— Work to complete —
Give back all the data below exactly as it is shown.

— Information provided —

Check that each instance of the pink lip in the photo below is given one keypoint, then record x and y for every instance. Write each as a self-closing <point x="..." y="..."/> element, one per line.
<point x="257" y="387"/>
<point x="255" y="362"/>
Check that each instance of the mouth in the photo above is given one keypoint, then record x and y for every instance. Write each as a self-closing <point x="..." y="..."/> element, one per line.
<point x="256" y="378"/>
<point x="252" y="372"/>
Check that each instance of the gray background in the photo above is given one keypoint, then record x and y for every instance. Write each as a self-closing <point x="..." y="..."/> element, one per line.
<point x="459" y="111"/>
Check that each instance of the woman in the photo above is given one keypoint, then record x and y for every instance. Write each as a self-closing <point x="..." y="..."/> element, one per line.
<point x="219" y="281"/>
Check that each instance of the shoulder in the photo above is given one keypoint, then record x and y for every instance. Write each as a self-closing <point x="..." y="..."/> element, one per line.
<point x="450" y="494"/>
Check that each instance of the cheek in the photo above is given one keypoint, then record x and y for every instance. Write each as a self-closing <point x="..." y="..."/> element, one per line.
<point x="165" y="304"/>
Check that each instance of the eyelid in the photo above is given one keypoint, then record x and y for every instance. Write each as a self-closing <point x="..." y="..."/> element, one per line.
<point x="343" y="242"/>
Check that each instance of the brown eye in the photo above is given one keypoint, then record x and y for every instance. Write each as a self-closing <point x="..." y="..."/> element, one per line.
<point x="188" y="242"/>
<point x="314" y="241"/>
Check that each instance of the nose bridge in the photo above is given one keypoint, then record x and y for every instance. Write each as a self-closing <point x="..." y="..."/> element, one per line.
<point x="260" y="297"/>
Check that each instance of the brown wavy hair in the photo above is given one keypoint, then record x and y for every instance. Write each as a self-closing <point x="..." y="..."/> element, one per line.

— Completed exercise —
Check that each instance of the pink lip in the photo below is given one keypoint, then record x and y for every instance. Write each as a self-closing <point x="..." y="..."/> element, one per line.
<point x="257" y="387"/>
<point x="255" y="362"/>
Check that each instance of the mouth in the photo above is given one keypoint, then record x and y for every instance. Write each as a self-closing <point x="..." y="..."/> element, one per line.
<point x="256" y="378"/>
<point x="252" y="372"/>
Check that each instance of the gray background in the photo above is given one keypoint, then record x and y for every instance. Write each as a self-closing <point x="..." y="..."/> element, one per line.
<point x="459" y="111"/>
Check that each instance of the woman in the photo above is given one keypoint, then record x and y for every instance. Write each as a self-closing <point x="..." y="..."/> element, one per line.
<point x="219" y="281"/>
Check that each instance of the shoulder in the photo above is given one keypoint, then record x and y for every instance. Write each as a self-closing <point x="..." y="..."/> element, one per line.
<point x="450" y="494"/>
Check that each instance of the cheek in the photo above is given one keypoint, then record x and y for every instance. Write each as a self-closing <point x="..." y="..."/> element, one per line.
<point x="165" y="304"/>
Check that each instance of the eyelid in the photo above is given one keypoint, then record x and y for every instance. Write each as a self-closing <point x="..." y="..."/> element, one per line.
<point x="343" y="242"/>
Check that each instance of the brown eye in the photo above is given one keypoint, then record x and y for every instance. Write each as a self-closing <point x="..." y="..."/> element, one per line.
<point x="188" y="242"/>
<point x="314" y="241"/>
Check that each instance of the nose bridge in the photo above is given one keypoint, then record x and y for every instance. Write each as a self-closing <point x="..." y="..."/> element, one per line.
<point x="260" y="297"/>
Check that each instance of the brown wavy hair in the photo above is given one keypoint, then record x and y for every instance. Write each as a self-closing <point x="..." y="..."/> element, one per line.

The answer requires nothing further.